## Begin Data to process

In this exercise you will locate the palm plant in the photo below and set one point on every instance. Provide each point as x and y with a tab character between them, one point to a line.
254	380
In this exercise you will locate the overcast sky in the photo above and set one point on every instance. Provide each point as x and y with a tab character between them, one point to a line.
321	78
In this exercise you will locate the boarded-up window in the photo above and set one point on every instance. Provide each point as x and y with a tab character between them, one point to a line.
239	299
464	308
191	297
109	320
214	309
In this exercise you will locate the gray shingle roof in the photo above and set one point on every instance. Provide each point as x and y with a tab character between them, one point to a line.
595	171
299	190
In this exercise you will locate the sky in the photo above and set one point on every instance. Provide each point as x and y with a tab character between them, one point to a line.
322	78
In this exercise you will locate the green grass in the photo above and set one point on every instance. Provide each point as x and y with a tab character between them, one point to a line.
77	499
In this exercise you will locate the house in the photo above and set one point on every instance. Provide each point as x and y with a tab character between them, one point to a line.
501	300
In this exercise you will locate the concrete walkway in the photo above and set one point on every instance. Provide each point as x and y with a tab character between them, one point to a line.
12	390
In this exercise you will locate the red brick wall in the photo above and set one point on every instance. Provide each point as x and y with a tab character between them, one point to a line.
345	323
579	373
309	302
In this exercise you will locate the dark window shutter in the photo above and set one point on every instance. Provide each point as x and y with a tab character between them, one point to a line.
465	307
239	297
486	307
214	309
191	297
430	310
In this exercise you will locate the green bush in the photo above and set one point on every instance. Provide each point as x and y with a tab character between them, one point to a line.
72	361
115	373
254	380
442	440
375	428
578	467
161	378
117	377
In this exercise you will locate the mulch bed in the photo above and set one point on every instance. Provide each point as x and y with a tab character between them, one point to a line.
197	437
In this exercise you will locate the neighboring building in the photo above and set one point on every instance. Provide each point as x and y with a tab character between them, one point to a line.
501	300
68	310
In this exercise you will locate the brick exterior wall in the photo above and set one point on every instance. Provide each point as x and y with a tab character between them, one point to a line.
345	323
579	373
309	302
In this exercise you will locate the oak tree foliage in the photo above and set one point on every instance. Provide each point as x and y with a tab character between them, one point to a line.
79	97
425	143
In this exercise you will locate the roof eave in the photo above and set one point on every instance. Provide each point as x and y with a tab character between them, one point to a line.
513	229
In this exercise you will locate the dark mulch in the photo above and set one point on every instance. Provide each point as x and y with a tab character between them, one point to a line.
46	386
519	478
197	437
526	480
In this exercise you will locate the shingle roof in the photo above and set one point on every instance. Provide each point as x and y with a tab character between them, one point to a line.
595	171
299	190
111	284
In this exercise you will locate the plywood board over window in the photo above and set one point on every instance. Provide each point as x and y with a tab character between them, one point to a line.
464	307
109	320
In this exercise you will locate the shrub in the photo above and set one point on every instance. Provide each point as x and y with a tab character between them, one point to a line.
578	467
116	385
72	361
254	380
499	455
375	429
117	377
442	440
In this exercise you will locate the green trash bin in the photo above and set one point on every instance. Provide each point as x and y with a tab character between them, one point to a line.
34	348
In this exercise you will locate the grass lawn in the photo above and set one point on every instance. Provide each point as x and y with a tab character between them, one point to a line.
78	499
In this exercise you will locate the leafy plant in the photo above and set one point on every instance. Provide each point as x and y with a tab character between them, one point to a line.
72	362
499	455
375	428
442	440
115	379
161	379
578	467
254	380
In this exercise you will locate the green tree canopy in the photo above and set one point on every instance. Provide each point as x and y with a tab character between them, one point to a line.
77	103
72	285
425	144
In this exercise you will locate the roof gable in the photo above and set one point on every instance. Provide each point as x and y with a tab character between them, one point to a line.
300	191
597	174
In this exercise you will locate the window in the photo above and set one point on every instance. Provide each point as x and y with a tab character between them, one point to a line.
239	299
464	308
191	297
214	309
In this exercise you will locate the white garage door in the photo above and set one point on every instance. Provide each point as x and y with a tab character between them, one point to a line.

## End Data to process

Prompt:
Repeat only the stretch of lines that begins at the line containing "In this exercise you will locate the grass" and ends at the last line above, both included.

Correct response:
In this exercise you will locate the grass lawn in the photo above and set one point on every instance. Provide each point as x and y with a tab character between them, one point to a line.
78	499
In this exercise you will locate the leafy plant in the photo above and set one point on every instance. Provide each point as x and y with a tab character between them, one point to a line.
72	362
499	455
375	428
442	440
115	379
161	379
578	467
254	380
In this exercise you will locate the green tree canopy in the photo above and set one point on every instance. Provide each point as x and y with a tab character between them, one point to a line.
77	103
72	285
425	144
In this exercise you will locate the roof gable in the photo above and set one point on every instance. Provide each point as x and y with a tab character between them, one point to a line.
300	191
597	174
In this exercise you will locate the window in the photo above and set one point on every instance. Provide each point as x and y with a tab character between them, one point to a line.
239	299
464	308
191	297
214	309
In this exercise you will locate the white garage door in the photo above and set one point on every instance. Provide each point as x and y with a tab character between them, one point to a line.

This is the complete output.